### Work instructions
Please reproduce the line containing "In this photo, point at the crane boom, one" and every line after it in the records below, exactly and with nothing else.
___ Input records ___
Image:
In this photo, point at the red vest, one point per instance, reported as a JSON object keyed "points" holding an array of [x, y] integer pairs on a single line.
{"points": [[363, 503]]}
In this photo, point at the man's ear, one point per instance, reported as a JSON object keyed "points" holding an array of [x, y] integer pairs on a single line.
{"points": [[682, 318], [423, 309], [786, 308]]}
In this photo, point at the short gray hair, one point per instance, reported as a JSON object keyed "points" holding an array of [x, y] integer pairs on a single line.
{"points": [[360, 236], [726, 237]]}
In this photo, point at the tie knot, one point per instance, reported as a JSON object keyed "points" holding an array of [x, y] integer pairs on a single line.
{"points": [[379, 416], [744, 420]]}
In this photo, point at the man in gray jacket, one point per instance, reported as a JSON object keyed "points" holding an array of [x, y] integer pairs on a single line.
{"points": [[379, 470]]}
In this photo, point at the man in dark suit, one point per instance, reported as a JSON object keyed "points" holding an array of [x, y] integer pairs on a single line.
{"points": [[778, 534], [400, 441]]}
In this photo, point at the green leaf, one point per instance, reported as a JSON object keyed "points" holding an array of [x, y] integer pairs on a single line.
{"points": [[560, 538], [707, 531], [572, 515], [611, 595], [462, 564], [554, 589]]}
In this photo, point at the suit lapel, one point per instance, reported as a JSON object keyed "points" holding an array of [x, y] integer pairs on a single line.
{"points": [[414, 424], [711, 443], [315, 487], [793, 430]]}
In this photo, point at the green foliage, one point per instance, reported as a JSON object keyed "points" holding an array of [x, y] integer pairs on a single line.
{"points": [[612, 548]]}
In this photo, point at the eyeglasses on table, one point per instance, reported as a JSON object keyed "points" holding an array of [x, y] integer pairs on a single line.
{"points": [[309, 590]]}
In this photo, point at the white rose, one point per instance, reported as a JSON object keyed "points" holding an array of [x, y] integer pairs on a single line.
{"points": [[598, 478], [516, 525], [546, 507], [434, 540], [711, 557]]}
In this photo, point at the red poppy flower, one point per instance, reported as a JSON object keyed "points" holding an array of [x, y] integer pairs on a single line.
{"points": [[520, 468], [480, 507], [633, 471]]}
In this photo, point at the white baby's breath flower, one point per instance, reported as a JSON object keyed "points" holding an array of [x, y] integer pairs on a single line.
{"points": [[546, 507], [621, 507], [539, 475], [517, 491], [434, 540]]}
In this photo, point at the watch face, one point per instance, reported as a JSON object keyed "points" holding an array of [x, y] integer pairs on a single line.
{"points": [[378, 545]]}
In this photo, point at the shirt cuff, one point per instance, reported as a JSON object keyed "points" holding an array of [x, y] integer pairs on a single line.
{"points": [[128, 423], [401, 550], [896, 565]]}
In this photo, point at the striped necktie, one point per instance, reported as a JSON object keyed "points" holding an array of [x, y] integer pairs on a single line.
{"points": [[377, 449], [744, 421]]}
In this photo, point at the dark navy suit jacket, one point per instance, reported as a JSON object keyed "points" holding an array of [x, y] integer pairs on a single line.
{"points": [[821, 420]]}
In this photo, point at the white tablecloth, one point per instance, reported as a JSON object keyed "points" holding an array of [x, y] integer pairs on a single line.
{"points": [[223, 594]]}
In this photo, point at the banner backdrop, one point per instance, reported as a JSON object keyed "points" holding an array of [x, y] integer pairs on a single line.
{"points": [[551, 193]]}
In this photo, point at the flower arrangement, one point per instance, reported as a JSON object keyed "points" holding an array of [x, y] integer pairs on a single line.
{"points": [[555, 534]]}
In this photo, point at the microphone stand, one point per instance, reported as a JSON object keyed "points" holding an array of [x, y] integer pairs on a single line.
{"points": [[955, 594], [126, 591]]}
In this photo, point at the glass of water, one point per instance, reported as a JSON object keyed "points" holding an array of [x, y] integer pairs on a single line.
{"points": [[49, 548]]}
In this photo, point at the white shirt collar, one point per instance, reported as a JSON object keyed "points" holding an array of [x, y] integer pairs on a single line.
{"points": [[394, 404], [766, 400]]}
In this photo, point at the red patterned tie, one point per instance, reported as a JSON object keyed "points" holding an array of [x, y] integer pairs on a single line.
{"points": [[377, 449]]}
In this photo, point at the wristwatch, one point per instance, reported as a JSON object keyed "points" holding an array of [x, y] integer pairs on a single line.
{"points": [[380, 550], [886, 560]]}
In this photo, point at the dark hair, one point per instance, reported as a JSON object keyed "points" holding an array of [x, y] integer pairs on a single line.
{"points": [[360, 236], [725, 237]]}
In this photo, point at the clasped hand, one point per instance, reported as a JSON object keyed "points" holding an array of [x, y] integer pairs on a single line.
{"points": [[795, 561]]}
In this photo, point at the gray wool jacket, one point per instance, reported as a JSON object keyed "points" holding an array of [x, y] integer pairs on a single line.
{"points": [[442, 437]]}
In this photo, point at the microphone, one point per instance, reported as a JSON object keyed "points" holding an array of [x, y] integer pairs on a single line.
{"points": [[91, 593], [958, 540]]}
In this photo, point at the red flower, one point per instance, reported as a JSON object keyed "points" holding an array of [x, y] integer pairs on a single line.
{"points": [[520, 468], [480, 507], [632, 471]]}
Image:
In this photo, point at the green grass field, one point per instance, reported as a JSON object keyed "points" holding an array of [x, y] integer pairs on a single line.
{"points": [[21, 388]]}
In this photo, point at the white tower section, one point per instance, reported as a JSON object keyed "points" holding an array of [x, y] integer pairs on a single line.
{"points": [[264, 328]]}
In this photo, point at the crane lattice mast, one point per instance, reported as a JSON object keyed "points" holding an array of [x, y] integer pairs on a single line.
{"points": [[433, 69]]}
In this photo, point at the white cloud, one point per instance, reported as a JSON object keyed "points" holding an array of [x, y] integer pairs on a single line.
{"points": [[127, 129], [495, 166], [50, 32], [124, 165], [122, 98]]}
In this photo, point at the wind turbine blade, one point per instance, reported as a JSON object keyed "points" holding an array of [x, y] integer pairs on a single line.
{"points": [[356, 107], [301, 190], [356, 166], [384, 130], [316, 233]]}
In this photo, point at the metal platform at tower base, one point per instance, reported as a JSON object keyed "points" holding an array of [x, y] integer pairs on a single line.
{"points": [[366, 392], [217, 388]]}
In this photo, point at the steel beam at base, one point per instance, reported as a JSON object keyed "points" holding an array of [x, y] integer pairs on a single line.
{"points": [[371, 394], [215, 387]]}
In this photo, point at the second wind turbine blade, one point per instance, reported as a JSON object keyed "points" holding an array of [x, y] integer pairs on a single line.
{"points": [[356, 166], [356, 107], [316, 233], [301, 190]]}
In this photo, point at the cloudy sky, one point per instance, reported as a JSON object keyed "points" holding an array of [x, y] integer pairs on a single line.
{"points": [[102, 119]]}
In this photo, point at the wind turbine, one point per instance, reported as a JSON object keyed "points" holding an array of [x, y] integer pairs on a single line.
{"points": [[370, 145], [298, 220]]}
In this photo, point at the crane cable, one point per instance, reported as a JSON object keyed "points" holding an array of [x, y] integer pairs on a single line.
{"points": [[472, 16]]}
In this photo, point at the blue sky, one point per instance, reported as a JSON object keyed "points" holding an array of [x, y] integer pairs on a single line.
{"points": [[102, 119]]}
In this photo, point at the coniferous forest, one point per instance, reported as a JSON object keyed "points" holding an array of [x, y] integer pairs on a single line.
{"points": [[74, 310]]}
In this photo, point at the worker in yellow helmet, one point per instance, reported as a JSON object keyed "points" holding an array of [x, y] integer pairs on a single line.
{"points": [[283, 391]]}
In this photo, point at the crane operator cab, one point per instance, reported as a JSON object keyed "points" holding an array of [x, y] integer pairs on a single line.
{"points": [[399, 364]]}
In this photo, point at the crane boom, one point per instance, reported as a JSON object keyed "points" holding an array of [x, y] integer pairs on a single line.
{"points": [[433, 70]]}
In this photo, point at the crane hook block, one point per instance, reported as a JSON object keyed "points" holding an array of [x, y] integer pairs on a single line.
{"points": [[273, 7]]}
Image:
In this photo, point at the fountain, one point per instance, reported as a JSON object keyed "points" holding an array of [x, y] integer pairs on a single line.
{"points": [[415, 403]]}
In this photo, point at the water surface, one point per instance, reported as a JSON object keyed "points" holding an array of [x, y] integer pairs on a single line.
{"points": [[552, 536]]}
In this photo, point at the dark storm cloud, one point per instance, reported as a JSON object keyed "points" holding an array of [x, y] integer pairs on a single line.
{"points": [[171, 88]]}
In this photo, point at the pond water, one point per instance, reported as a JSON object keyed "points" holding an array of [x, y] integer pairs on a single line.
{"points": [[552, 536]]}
___
### Completed task
In this photo, point at the crane boom, one point per instance, reported as a JSON object keyed "points" holding an array of [x, y] integer pairs on a single line.
{"points": [[433, 70]]}
In this photo, point at the crane hook block, one point per instance, reported as a JSON object keyed "points" holding an array of [x, y] integer pairs on a single line.
{"points": [[273, 7]]}
Image:
In this photo, point at the fountain, one point per instance, reported as a JSON object keyed "points" holding an array of [x, y] integer pairs on a single line.
{"points": [[415, 403]]}
In this photo, point at the water surface, one point per instance, reported as a JSON object keyed "points" holding an array of [x, y] integer pairs on a single line.
{"points": [[552, 536]]}
In this photo, point at the dark storm cloud, one point per instance, reported as a JSON object keyed "points" holding an array of [x, y] integer pairs on a single line.
{"points": [[171, 88]]}
In this photo, point at the pond water, one point per instance, reported as a JSON object keyed "points" holding an array of [x, y] integer pairs on a single line.
{"points": [[552, 536]]}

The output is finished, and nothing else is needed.